▶ **Work instructions**:
1. Answer these questions about the post on distance measures in data science:
(a) What value does the Manhattan distance example print?
(b) Which library is imported for the Hamming distance function?
(c) What value of r is passed in the Minkowski distance example?
2. Continue the post on distance measures in data science from the point where it stops.

Tuesday, 30 January 2024

Distance Measures in Data Science with Algorithms

Distance Measures in data science with algorithms

1. Euclidean Distance:

import numpy as np

def euclidean_distance(p1, p2):
    return np.sqrt(np.sum((p1 - p2) ** 2))

# Example usage
point1 = np.array([1, 2])
point2 = np.array([3, 4])
print("Euclidean distance:", euclidean_distance(point1, point2))

Euclidean distance: 2.8284271247461903

2. Manhattan Distance:

import numpy as np

def manhattan_distance(p1, p2):
    return np.sum(np.abs(p1 - p2))

# Example usage
point1 = np.array([1, 2])
point2 = np.array([3, 4])
print("Manhattan distance:", manhattan_distance(point1, point2))

Manhattan distance: 4

3. Cosine Similarity:

from scipy.spatial import distance

def cosine_similarity(p1, p2):
    return 1 - distance.cosine(p1, p2)

# Example usage
point1 = np.array([1, 2])
point2 = np.array([3, 4])
print("Cosine similarity:", cosine_similarity(point1, point2))

Cosine similarity: 0.9838699100999074

4. Minkowski Distance:

import numpy as np

def minkowski_distance(p1, p2, r):
    return np.power(np.sum(np.power(np.abs(p1 - p2), r)), 1/r)

# Example usage
point1 = np.array([1, 2])
point2 = np.array([3, 4])
print("Minkowski distance:", minkowski_distance(point1, point2, 3))

Minkowski distance: 2.5198420997897464

5. Chebyshev Distance:

import numpy as np

def chebyshev_distance(p1, p2):
    return np.max(np.abs(p1 - p2))

# Example usage
point1 = np.array([1, 2])
point2 = np.array([3, 4])
print("Chebyshev distance:", chebyshev_distance(point1, point2))

Chebyshev distance: 2

6. Hamming Distance:

import jellyfish

def hamming_distance(s1, s2):
    return jellyfish.hamming_distance(s1, s2)

# Example usage
string1 = "hello"
string2 = "hallo"
print("Hamming distance:", hamming_distance(string1, string2))

Hamming distance: 1

7. Jaccard Similarity:

def jaccard_similarity(s1, s2):
    set1 = set(s1)
    set2 = set(s2)
    intersection = set1.intersection(set2)
    union = set1.union(set2)
    return len(intersection) / len(union)

# Example usage
string1 = "hello"
string2 = "hallo"
print("Jaccard similarity:", jaccard_similarity(string1, string2))

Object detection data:
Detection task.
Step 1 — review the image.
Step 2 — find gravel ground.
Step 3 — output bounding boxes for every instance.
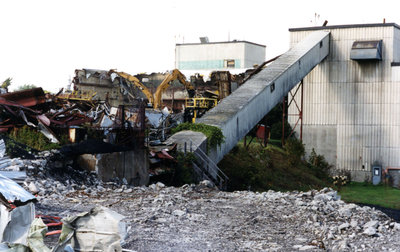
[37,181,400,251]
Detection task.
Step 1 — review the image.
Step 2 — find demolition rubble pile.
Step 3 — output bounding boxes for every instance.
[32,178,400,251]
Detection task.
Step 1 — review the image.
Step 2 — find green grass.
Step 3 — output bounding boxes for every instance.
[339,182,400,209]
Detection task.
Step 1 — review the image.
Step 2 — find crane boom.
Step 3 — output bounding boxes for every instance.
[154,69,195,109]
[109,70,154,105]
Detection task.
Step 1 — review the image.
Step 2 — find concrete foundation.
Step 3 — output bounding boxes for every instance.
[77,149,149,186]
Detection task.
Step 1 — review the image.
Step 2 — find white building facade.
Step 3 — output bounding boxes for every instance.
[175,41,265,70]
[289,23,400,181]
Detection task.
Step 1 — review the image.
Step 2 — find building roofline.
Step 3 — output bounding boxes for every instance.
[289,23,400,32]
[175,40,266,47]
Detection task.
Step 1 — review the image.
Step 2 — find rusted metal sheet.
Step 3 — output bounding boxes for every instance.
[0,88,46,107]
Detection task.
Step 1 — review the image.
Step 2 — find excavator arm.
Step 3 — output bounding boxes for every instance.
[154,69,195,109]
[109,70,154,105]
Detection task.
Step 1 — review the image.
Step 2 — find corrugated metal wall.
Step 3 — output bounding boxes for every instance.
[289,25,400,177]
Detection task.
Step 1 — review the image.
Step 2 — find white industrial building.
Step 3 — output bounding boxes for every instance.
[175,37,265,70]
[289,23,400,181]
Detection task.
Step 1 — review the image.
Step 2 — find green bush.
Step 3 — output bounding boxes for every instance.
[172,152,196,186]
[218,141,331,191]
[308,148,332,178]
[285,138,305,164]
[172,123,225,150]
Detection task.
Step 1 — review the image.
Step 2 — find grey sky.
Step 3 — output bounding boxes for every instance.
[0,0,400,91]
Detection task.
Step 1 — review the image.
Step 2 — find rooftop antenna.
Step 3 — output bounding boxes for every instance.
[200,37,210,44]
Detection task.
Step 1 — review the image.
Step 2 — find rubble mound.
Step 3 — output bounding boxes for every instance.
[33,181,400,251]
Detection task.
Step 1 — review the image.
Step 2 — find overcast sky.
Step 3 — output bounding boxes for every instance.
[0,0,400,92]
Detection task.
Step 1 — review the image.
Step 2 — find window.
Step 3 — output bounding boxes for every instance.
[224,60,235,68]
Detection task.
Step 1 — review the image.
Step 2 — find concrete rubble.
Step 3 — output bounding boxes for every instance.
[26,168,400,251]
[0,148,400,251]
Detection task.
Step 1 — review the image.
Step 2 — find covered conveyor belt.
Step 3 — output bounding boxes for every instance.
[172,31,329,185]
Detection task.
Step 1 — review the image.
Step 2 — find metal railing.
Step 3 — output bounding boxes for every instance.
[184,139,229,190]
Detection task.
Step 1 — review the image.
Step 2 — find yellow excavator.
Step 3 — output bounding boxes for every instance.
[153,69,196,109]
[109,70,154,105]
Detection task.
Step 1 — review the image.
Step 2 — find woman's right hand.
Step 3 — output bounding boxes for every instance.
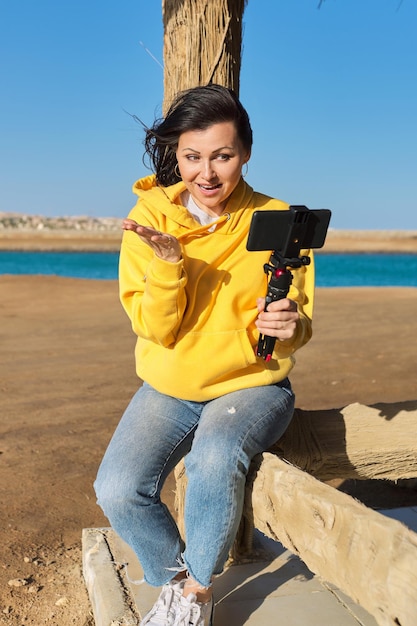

▶ **Answers to the exercises**:
1.
(a) 4
(b) jellyfish
(c) 3

2.
Jaccard similarity: 0.6

8. Sørensen-Dice Index:

def sorensen_dice_index(s1, s2):
    set1 = set(s1)
    set2 = set(s2)
    intersection = set1.intersection(set2)
    return (2 * len(intersection)) / (len(set1) + len(set2))

# Example usage
string1 = "hello"
string2 = "hallo"
print("Sørensen-Dice index:", sorensen_dice_index(string1, string2))

Sørensen-Dice index: 0.75

9. Haversine Distance:

def haversine_distance(lat1, lon1, lat2, lon2):
    R = 6371.0  # Radius of the earth in km
    dLat = np.deg2rad(lat2 - lat1)
    dLon = np.deg2rad(lon2 - lon1)
    a = np.sin(dLat / 2)**2 + np.cos(np.deg2rad(lat1)) * np.cos(np.deg2rad(lat2)) * np.sin(dLon / 2)**2
    c = 2 * np.arctan2(np.sqrt(a), np.sqrt(1 - a))
    return R * c

# Example usage
print("Haversine distance:", haversine_distance(51.5074, 0.1278, 40.7128, -74.0060))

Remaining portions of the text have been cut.